Talking to Italian tourism experts, I realized that the post-Covid era has accelerated, and consolidated, mutations already underway in the sector prior to the pandemic.
Not only do people want to see sites and artistic monuments, they long for activities and tours with a knowledge jolt. They want active and tailored holidays with personalized itineraries.
For instance, I recently discovered a new niche biking route that crosses rural Sicily from coast to coast luring cycling amateurs amid grazing sheep, sleepy villages, green rolling hills and wheat fields. Cyclists get to sleep in farms and B&Bs located in bucolic semi-abandoned hamlets.
In Florence, tourism experts say travellers now want alternative ways to explore and experience the city away from the crowds, such as by sailing in fishing boats or paddle-boarding along the Arno at night, or taking sunset boat trips with live music and evening drinks.
There’s a demand for high-adrenaline activities like climbing the Etna volcano in Sicily; stays in unusual ‘floating boat hotels’ around the Gargano promontory of Puglia or along Piedmont’s waterways; underground trips to explore caves, prisons where the wicked Holy Inquisition tortured ‘heretics’, and dark ancient Roman aqueducts.
Roberto Nini, head of Narni’s underground tours, says he has full bookings for this summer from abroad.
“Our Inquisition tours have always been popular, but there’s something about crawling into the bowels of the earth that’s reassuring during Covid and disquieting at the same time, and tourists love this”, he says.
A rural tourism-led revival is underway.
“The pandemic has boosted the appeal of off beat old villages that guarantee social distancing”, says Fiorello Primi, head of the Borghi Più Belli d’Italia’ club promoting Italy’s most beautiful villages.
“We’ve seen a boom in foreign tourism last year, and this trend is bound to increase this summer. The pandemic has revived many forgotten spots, where traditions survive, fresh air and social distancing is guaranteed”, he says.

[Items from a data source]
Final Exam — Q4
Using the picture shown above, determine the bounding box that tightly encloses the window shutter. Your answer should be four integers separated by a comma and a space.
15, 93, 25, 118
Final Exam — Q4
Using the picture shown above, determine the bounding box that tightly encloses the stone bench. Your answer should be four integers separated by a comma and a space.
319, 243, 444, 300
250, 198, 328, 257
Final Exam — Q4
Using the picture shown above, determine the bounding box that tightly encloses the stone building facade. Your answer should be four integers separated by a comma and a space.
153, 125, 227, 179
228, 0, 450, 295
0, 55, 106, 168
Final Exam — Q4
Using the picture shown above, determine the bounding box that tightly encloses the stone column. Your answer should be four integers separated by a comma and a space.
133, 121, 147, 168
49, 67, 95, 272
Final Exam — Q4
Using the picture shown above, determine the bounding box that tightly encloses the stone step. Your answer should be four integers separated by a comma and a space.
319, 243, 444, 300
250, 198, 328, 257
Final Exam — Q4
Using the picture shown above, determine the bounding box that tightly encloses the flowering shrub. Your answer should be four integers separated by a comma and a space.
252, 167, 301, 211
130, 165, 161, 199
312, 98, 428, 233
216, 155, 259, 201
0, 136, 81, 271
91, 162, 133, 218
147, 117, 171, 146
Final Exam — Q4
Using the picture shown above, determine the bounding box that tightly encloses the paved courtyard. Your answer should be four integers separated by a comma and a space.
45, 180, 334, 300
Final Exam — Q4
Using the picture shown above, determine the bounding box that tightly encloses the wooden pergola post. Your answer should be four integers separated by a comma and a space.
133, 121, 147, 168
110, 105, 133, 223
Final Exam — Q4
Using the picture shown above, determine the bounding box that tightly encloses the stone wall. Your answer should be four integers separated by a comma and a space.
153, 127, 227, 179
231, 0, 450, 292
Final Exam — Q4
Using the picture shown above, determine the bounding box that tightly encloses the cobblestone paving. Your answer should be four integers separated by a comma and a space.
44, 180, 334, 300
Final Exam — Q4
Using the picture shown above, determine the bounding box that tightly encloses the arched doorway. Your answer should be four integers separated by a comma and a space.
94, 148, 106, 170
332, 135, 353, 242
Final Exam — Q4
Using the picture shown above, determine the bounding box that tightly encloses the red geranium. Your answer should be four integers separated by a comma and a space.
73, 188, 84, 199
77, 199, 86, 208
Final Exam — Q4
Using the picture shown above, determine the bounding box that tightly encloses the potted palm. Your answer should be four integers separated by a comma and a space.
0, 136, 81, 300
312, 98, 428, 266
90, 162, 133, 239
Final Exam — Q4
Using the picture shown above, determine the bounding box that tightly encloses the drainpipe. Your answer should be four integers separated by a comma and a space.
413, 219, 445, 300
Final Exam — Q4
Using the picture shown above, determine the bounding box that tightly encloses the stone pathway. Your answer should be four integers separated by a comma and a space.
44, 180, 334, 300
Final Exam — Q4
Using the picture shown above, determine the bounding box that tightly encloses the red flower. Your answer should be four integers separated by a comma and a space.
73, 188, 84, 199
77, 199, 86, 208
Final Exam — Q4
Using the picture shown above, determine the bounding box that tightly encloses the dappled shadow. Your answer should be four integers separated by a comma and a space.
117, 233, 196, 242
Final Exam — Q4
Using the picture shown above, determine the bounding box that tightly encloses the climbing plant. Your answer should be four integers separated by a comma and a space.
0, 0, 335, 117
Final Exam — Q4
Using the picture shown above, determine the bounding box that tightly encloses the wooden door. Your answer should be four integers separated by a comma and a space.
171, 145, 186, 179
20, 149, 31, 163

...

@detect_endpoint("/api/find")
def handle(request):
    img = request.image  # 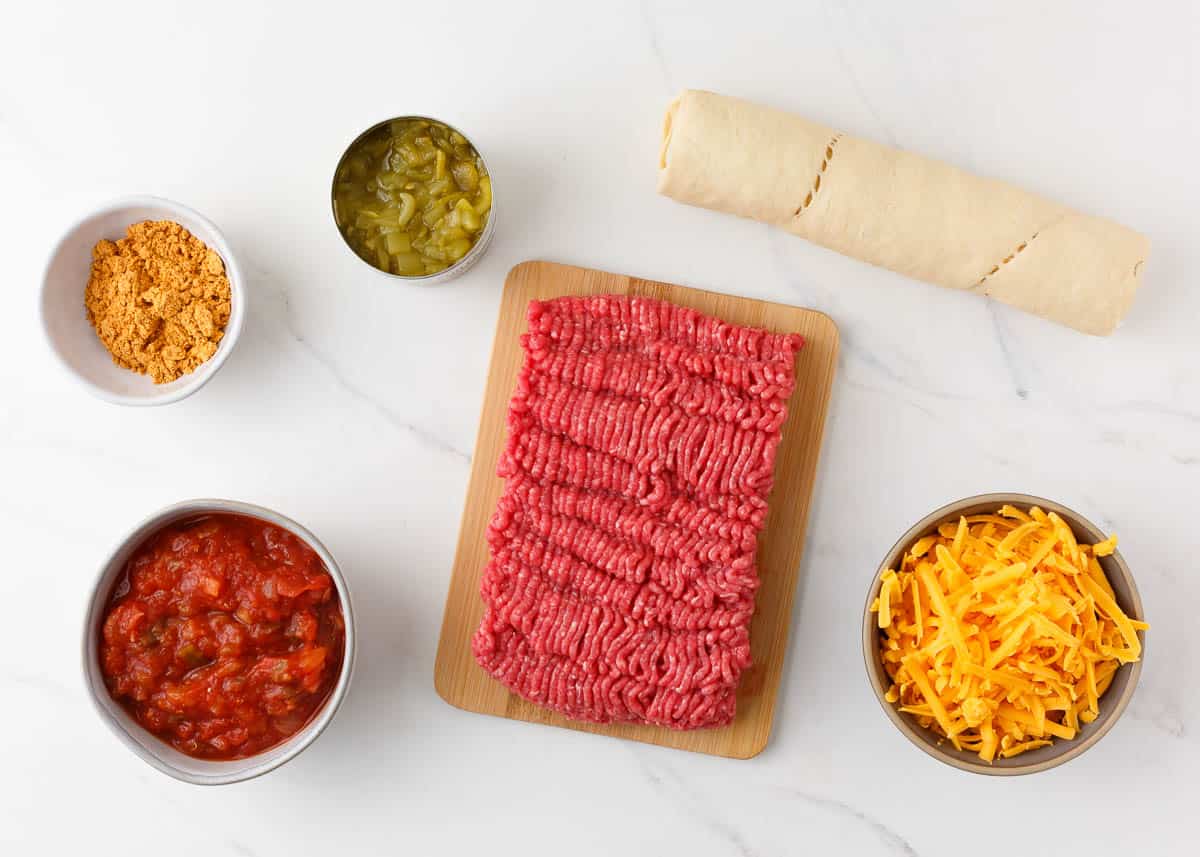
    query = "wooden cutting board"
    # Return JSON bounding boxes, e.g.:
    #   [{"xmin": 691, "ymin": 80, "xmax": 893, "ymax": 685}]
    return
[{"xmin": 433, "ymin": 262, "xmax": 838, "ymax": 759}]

TO DO :: Please say whether each statement agrees with the piece on Italian tourism, answering yes or no and quoting the words of the text that decide it. 1. Roberto Nini reports full bookings from abroad for this summer. 2. Cyclists on the Sicilian route stay in city hotels. 3. Fiorello Primi says foreign tourism fell last year. You won't need the records for this.

COMPLETED EXERCISE ::
1. Yes: "he has full bookings for this summer from abroad."
2. No: "Cyclists get to sleep in farms and B&Bs located in bucolic semi-abandoned hamlets."
3. No: "We’ve seen a boom in foreign tourism last year"